= Your goal =
Within the material below, count each line holding the string "written" and return the total alone.

──────

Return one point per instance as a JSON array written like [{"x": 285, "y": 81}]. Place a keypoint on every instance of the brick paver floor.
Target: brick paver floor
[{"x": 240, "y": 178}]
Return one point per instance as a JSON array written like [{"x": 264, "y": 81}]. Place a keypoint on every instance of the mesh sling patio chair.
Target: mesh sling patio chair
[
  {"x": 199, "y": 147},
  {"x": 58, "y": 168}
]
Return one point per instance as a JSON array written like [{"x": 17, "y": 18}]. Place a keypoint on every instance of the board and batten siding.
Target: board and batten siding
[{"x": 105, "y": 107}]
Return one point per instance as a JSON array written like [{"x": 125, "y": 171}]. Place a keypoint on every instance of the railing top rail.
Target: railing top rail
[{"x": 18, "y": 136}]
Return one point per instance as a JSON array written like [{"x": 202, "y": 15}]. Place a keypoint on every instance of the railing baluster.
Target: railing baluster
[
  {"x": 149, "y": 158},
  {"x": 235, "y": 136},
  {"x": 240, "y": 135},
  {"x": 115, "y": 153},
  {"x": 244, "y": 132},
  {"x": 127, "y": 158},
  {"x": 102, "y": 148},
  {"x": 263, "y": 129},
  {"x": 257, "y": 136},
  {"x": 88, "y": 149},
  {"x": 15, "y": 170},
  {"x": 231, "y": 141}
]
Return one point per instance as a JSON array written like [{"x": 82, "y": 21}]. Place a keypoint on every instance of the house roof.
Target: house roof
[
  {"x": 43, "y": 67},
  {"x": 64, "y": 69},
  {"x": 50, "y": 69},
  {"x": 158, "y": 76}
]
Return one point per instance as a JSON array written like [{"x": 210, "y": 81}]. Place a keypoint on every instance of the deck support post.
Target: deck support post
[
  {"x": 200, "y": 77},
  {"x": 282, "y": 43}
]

──────

= Exercise result =
7